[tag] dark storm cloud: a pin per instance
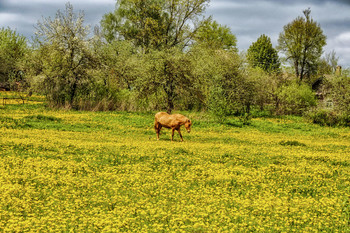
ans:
(247, 19)
(251, 18)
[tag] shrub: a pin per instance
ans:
(295, 98)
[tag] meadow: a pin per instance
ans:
(76, 171)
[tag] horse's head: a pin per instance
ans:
(188, 124)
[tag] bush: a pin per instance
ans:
(295, 98)
(326, 117)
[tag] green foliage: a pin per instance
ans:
(340, 92)
(261, 54)
(13, 51)
(215, 36)
(169, 73)
(154, 24)
(295, 98)
(302, 42)
(65, 59)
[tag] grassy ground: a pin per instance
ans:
(105, 171)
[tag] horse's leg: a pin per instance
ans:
(180, 135)
(172, 134)
(157, 127)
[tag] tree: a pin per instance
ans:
(64, 56)
(332, 60)
(13, 49)
(302, 42)
(169, 72)
(215, 36)
(261, 54)
(154, 24)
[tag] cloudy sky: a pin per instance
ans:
(248, 19)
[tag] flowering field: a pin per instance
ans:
(66, 171)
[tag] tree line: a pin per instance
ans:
(164, 55)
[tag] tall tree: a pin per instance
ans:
(216, 36)
(302, 42)
(64, 56)
(262, 54)
(13, 48)
(154, 24)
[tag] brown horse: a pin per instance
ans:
(174, 122)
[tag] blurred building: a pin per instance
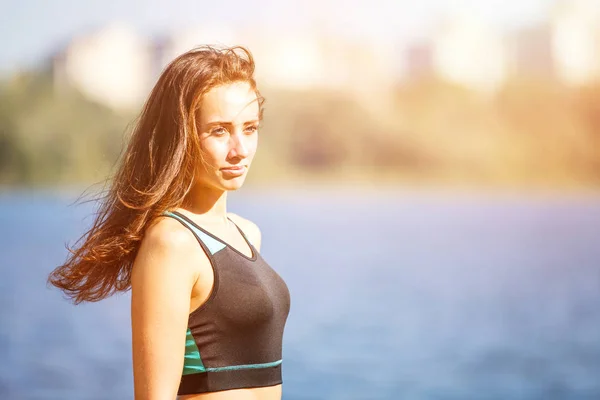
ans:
(576, 40)
(531, 52)
(463, 50)
(111, 66)
(564, 47)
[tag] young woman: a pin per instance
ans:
(207, 311)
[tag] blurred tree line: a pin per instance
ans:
(530, 132)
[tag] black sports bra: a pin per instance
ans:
(234, 339)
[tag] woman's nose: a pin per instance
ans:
(239, 147)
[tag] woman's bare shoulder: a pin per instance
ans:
(165, 247)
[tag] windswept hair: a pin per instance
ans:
(154, 174)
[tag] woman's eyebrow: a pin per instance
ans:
(254, 121)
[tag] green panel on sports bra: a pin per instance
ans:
(192, 363)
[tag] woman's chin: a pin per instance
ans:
(234, 183)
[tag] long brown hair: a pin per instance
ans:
(155, 172)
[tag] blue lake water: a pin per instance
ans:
(395, 295)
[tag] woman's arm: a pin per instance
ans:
(161, 285)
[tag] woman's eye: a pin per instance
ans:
(219, 131)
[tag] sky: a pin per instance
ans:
(31, 30)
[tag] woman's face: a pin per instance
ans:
(228, 129)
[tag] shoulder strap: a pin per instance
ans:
(210, 244)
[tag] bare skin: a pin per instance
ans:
(172, 276)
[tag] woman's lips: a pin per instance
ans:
(234, 170)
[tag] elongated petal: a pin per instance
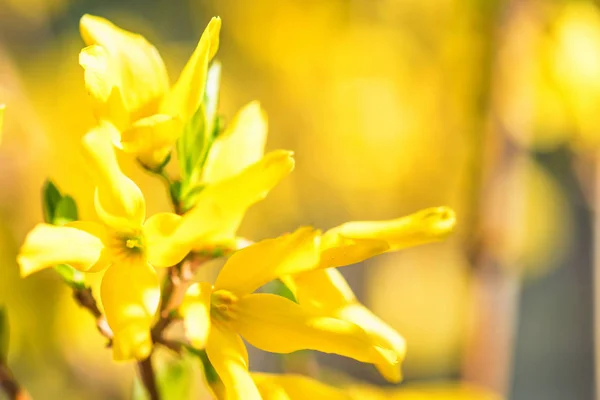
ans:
(119, 202)
(162, 248)
(49, 245)
(151, 138)
(241, 145)
(135, 65)
(102, 82)
(425, 226)
(195, 310)
(228, 355)
(326, 291)
(220, 207)
(130, 293)
(253, 266)
(188, 92)
(295, 387)
(276, 324)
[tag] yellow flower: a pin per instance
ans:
(216, 316)
(129, 247)
(128, 83)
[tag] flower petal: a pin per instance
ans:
(227, 353)
(195, 310)
(49, 245)
(130, 293)
(293, 387)
(276, 324)
(119, 202)
(137, 68)
(425, 226)
(162, 249)
(102, 83)
(241, 145)
(151, 138)
(249, 268)
(187, 93)
(219, 208)
(326, 291)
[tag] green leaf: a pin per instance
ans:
(50, 198)
(174, 378)
(4, 334)
(66, 211)
(71, 276)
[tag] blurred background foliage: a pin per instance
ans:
(488, 106)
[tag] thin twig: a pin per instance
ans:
(9, 384)
(148, 377)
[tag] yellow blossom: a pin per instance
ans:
(216, 317)
(128, 83)
(129, 247)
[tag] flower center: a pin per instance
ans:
(223, 305)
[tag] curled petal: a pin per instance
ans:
(273, 323)
(220, 207)
(119, 202)
(425, 226)
(227, 353)
(151, 138)
(241, 145)
(249, 268)
(134, 65)
(326, 291)
(295, 387)
(130, 293)
(195, 310)
(187, 93)
(49, 245)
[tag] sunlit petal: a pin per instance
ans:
(227, 353)
(276, 324)
(249, 268)
(187, 93)
(425, 226)
(241, 145)
(139, 71)
(119, 202)
(195, 310)
(49, 245)
(295, 387)
(220, 207)
(130, 294)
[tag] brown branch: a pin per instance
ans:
(148, 377)
(11, 387)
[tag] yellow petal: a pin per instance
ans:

────────

* **Task statement**
Exclude every picture and copy the remaining data exactly.

* **Result of this exercise**
[tag] dark storm cloud: a pin per instance
ans:
(247, 19)
(251, 18)
[tag] shrub: a pin per instance
ans:
(295, 98)
[tag] meadow: a pin per instance
ans:
(76, 171)
[tag] horse's head: a pin per instance
ans:
(188, 124)
[tag] bush: a pin per instance
ans:
(295, 98)
(326, 117)
[tag] green foliage: a pin per instance
ans:
(340, 92)
(261, 54)
(13, 51)
(215, 36)
(169, 73)
(154, 24)
(295, 98)
(302, 42)
(65, 59)
[tag] grassy ground: a pin per instance
ans:
(105, 171)
[tag] horse's leg: a pin per instance
ans:
(180, 135)
(172, 134)
(157, 127)
[tag] tree: a pin per instance
ans:
(64, 56)
(332, 60)
(13, 49)
(302, 42)
(169, 72)
(215, 36)
(261, 54)
(154, 24)
[tag] cloudy sky: a pin per instance
ans:
(248, 19)
[tag] flowering field: a pin per instance
ans:
(66, 171)
[tag] tree line: a pin per instance
ans:
(164, 55)
[tag] tall tree: a pin per instance
ans:
(216, 36)
(302, 42)
(64, 56)
(262, 54)
(13, 48)
(154, 24)
[tag] brown horse: a pin per instance
ans:
(174, 122)
[tag] blurred building: a pin per instance
ans:
(576, 40)
(531, 52)
(463, 50)
(111, 66)
(564, 47)
[tag] young woman: a pin per instance
ans:
(207, 311)
[tag] blurred tree line: a pin per instance
ans:
(530, 132)
[tag] black sports bra: a pin per instance
ans:
(234, 339)
[tag] woman's nose: a pin per instance
ans:
(239, 147)
[tag] woman's bare shoulder: a pin per instance
ans:
(165, 247)
[tag] windswept hair: a pin per instance
ans:
(154, 174)
[tag] woman's eyebrow: a pin per instance
ans:
(254, 121)
[tag] green panel on sports bra: a pin per instance
ans:
(192, 363)
[tag] woman's chin: a pin per instance
ans:
(234, 183)
[tag] long brown hair: a pin per instance
ans:
(155, 172)
[tag] blue lake water: a pin per instance
ans:
(395, 295)
[tag] woman's arm: a pin per instance
ans:
(161, 285)
[tag] woman's eye: a pin per instance
ans:
(219, 131)
[tag] sky: a pin per instance
ans:
(31, 30)
[tag] woman's face: a pin per instance
ans:
(228, 129)
[tag] shoulder strap: a pin per instance
ans:
(210, 244)
[tag] bare skin: a pin per instance
ans:
(172, 276)
[tag] woman's lips: a pin per instance
ans:
(234, 170)
[tag] elongated petal: a pin per instance
ans:
(119, 202)
(162, 248)
(49, 245)
(151, 138)
(241, 145)
(135, 65)
(102, 82)
(425, 226)
(195, 310)
(228, 355)
(326, 291)
(220, 207)
(130, 293)
(253, 266)
(188, 92)
(295, 387)
(276, 324)
[tag] yellow flower: a pin per instance
ans:
(216, 316)
(129, 247)
(128, 83)
[tag] flower petal: a pin per instance
ans:
(227, 353)
(195, 310)
(49, 245)
(130, 293)
(293, 387)
(276, 324)
(119, 202)
(137, 68)
(425, 226)
(162, 249)
(102, 83)
(241, 145)
(151, 138)
(249, 268)
(187, 93)
(219, 208)
(326, 291)
[tag] green leaf: a pin per instance
ans:
(50, 198)
(174, 378)
(4, 334)
(66, 211)
(71, 276)
[tag] blurred background foliage: a pin per instance
ans:
(488, 106)
[tag] thin twig: a pin per instance
ans:
(9, 384)
(148, 377)
[tag] yellow blossom: a pin per instance
ans:
(216, 317)
(128, 83)
(129, 247)
[tag] flower center: a pin per instance
ans:
(223, 305)
[tag] curled petal: a pin per instance
ans:
(273, 323)
(220, 207)
(119, 202)
(425, 226)
(227, 353)
(151, 138)
(241, 145)
(249, 268)
(134, 65)
(326, 291)
(295, 387)
(130, 293)
(195, 310)
(187, 93)
(49, 245)
[tag] sunlit petal: a pin per instance
ans:
(227, 353)
(276, 324)
(249, 268)
(187, 93)
(425, 226)
(241, 145)
(139, 71)
(119, 202)
(195, 310)
(49, 245)
(295, 387)
(220, 207)
(130, 294)
[tag] brown branch: a pin per instance
ans:
(148, 377)
(11, 387)
[tag] yellow petal: a pin per instance
ans:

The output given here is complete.